### [ACTIVITIES]
**A)** Answer these from the text about corpses in Mississippi River towns:
(i) What temperature did McDowell think would preserve his daughter's body in the cave?
(ii) Where did McDowell move his daughter's body?
(iii) On what date did Deaf Bill Lee die, and how old was he?
**B)** Carry on the text about corpses in Mississippi River towns, picking up after its last sentence.

----- PROVIDED TEXT

The lore of the Mississippi River is steeped in the macabre.
Take, for example, two river towns — Hannibal, Mo., and Alton, Ill. — that harbored corpses long past their appointments to become, once again, one with the earth.
A mile or two downriver from Hannibal is a natural limestone cavern where Sam Clemens, later known as Mark Twain, played as a boy.
I toured this “intricate tangle of rifts and chasms” — as Twain described it in The Adventures of Tom Sawyer — during a visit to Hannibal last week and heard the tale of Dr. Joseph McDowell, an eccentric St. Louis surgeon who owned the cave in the early 1840s when Twain was a boy.
The unfortunate damsel was the daughter of McDowell, who believed that the cave’s constant temperature of 52 degrees Fahrenheit would help preserve the body of his child, who died of pneumonia. Twain doesn’t say whether he was one of the “loafers and rowdies” who disturbed the rest of Miss McDowell.
It’s hard to believe that his mischievous nature wouldn’t get the better of him during his frequent visits to the cave. But the body may no longer have been in the cave when Clemens reached the age of Tom Sawyer and Huck Finn in his best-known novels.
The corpse caused such a kerfluffle in Hannibal that McDowell moved his daughter’s body after about two years to the family mausoleum in St. Louis.
In Alton, my hometown, just upriver from St. Louis, a corpse belonging to a riverman named Deaf Bill Lee resided as a “permanent guest” in a local funeral parlor for more than eight decades — much of that time propped upright in a closet.
When I was growing up, a peek into the closet at Deaf Bill’s leathery, mustachioed mummy, attired only in a sheet wrapped around his midriff, was a welcome distraction from solemnity for bored kids attending the wakes of deceased relatives.
When Bill was alive, he fished the river to eke out a paltry existence. Other times, he might have been found drinking or brawling in waterfront taverns or preaching fiery, rambling sermons on downtown street corners.
He was befriended by Bill Bauer, owner of Bauer Funeral Home, who signed him into the Madison County Poor Farm when Deaf Bill’s health began to fail. He died there Nov. 13, 1915, at age 52.
Rather than have Bill buried in a pauper’s grave, Bauer accepted the body and embalmed it.

----------
----- DATA EXTRACT

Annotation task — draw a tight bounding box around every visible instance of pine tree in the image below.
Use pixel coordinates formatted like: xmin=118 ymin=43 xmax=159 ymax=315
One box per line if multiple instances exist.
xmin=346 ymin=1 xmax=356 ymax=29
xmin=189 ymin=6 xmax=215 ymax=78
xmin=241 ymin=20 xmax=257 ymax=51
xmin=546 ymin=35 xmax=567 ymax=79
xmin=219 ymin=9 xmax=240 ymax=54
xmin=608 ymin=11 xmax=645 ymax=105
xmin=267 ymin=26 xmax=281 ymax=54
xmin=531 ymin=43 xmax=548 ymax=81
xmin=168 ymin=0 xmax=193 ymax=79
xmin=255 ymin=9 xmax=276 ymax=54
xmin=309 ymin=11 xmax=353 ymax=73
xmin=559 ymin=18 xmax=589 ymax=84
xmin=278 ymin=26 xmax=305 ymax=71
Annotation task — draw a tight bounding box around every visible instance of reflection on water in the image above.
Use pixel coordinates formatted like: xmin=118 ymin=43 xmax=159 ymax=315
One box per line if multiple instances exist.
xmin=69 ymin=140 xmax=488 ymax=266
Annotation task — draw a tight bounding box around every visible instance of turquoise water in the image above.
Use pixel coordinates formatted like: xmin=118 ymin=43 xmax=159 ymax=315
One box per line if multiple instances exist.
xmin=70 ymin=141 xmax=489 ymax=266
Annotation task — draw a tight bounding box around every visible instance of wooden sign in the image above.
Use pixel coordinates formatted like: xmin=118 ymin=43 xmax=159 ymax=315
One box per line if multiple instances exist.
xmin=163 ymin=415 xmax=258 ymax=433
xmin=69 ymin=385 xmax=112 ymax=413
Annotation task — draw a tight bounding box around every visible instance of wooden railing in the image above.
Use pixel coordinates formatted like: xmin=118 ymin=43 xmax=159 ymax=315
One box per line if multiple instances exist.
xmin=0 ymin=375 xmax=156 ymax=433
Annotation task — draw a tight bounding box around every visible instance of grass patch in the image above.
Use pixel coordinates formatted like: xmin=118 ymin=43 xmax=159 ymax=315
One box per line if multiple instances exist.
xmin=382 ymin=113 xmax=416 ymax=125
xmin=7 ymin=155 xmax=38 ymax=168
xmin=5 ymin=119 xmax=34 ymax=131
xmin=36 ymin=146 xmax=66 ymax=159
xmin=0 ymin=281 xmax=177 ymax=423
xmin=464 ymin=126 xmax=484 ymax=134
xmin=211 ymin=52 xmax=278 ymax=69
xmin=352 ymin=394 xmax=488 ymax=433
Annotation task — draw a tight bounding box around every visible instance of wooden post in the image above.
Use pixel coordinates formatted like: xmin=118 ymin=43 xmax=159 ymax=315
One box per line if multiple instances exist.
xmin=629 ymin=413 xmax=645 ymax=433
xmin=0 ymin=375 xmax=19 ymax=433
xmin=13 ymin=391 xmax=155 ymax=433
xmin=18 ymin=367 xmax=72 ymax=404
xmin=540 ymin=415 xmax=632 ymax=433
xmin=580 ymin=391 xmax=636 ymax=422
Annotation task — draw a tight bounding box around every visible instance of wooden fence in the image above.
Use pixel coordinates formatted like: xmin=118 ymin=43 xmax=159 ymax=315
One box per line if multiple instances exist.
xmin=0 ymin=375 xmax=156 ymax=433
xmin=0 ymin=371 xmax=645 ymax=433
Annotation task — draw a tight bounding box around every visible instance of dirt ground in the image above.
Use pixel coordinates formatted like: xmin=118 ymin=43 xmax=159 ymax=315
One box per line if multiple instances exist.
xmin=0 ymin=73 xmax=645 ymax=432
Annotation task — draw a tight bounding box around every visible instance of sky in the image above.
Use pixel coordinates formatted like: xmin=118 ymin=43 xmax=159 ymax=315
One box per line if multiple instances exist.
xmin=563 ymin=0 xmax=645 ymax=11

----------

### [TASK RESULTS]
**A)**
(i) A constant 52 degrees Fahrenheit.
(ii) To the family mausoleum in St. Louis.
(iii) Nov. 13, 1915, at age 52.

**B)**
Bill was rumored to have relatives across the river in West Alton, Mo. But no family members ever claimed the body and Bill stayed on at the funeral home througout a succession of owners.
Finally, in June 1996, Alton paid its final respects to Deaf Bill Lee.
The funeral home contacted the Rev. Michael Sandweg, pastor of the Catholic churches in West Alton and Portage des Sioux, just across the river in Missouri.
“Sandweg checked church records and cemeteries and learned that Edward Lee, who died in 1884 at age 4 1/2, was buried in St. Francis of Assisi cemetery,” said a story from the St. Louis Post-Dispatch on July 5, 2006. “Sandweg wasn’t sure whether the boy and Bill were related, but he heard that both had parents named Thomas and Sara.”
Bill, wearing a turn-of-the-century tuxedo and a black string tie, was laid out in a donated casket of varnished poplar with gold trim. Several hundred Altonians came to view him one last time and six members of the Knights of Columbus Council 460 in Alton served as pallbearers.
The body was taken across the river to Portage des Sioux and buried on June 24, 1996, in the cemetery of St. Francis of Assisi Catholic Church near the grave of an Edward Lee.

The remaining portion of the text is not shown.